#### Document excerpt
···

# Tojiro Gai Petty



## Lens Pirate (Nov 6, 2021)

Hello all,

I realize this is a entry level knife for most of you. It does meet 100 percent of my needs though. I love the handle the linen Micarta is warm to the touch, cleans up well and provided good grip even wet or greasy. The blade is very thin and cuts quite well I trimmed out a Pichana into steaks the other day and it worked really well for that. The edge grind is even and slightly convexed. I am a old school sharpener and use sandpaper so this is perfect for me. Initial sharpness great. The edge slid over my finger nail heel to tip with out a single snag. So it was polished, sharp and burr free. If I had any knit pick at all it would be that it could stand to be a little taller at the heel for knuckle clearance. But it is a fine knife and a very very good value. One last thought. I know the handle is not traditional, but it looks really classy in your hand.

···

#### Records
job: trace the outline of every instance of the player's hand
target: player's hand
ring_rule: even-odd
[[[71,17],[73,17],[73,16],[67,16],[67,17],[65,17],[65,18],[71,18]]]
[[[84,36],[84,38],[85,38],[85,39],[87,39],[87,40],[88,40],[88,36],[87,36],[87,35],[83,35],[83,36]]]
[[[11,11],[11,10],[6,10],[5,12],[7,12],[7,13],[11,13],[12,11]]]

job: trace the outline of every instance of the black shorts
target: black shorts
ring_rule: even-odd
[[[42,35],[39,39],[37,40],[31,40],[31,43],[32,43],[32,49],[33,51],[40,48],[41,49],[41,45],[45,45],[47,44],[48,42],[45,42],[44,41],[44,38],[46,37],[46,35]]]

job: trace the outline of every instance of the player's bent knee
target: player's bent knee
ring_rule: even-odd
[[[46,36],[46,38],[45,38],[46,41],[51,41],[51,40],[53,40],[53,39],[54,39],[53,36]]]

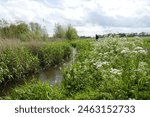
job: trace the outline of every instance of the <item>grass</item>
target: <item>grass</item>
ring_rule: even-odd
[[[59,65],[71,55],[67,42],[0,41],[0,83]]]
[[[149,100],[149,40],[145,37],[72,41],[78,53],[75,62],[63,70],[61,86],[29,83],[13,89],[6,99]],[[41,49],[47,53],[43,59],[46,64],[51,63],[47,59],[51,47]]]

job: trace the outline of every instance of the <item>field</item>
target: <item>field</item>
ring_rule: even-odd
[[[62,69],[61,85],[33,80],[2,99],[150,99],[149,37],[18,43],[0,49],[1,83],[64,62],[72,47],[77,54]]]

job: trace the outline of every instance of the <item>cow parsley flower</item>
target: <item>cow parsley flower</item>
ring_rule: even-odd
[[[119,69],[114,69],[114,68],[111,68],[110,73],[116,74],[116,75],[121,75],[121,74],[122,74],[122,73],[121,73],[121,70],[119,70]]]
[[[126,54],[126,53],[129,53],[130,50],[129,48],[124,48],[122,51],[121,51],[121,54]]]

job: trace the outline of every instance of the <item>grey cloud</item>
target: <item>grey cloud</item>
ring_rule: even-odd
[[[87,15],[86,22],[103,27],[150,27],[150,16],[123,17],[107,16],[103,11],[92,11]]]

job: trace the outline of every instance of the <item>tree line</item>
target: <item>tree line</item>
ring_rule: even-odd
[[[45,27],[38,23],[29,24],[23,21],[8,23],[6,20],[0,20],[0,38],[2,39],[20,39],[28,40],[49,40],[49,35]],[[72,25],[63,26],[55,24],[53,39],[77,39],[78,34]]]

···

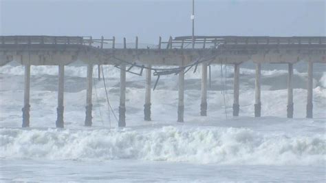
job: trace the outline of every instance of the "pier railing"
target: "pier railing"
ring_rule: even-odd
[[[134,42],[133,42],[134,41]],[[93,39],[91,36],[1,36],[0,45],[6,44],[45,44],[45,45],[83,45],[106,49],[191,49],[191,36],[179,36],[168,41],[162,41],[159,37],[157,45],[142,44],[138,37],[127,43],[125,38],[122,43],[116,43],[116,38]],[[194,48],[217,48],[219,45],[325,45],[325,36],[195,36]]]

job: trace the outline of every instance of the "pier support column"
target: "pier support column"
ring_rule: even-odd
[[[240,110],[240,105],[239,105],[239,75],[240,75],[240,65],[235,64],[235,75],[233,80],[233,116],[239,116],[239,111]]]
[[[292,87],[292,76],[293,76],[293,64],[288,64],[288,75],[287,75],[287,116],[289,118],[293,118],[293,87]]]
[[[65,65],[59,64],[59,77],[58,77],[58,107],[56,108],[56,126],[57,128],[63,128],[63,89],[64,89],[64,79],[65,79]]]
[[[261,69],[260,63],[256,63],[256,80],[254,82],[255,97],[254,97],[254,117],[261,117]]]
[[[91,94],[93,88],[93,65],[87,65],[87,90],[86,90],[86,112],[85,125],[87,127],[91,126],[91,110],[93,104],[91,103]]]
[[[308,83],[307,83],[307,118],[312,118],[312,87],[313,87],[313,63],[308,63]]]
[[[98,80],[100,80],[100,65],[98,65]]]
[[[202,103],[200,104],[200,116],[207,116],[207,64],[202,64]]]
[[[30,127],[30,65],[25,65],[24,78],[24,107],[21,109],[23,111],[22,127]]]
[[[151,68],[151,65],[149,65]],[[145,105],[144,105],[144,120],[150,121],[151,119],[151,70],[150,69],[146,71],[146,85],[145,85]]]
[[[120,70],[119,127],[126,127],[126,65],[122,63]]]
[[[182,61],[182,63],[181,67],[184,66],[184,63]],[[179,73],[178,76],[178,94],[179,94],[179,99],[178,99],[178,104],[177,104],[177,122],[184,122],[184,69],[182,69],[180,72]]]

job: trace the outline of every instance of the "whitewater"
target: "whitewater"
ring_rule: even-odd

···

#### Problem statement
Please carry on the forum post reviewing the Tojiro Gai petty knife, picking up right after its last sentence.

#### Exercise result
----------



## ModRQC (Nov 7, 2021)

Kind of knife that must just be an automatic reach for a lot of things. I love entry level knives. When I just don't want to think about it they are like the best knives ever, usually tough enough not to care, good enough not to get any trouble with any prep. And BTW there is a whole lot worse than that for entry level knives and they can still be fun. Thanks for the sum up!


----------



## mc2442 (Nov 7, 2021)

If you enjoy it then I think you got a good value knife. Just because something is more expensive does not automatically make it better.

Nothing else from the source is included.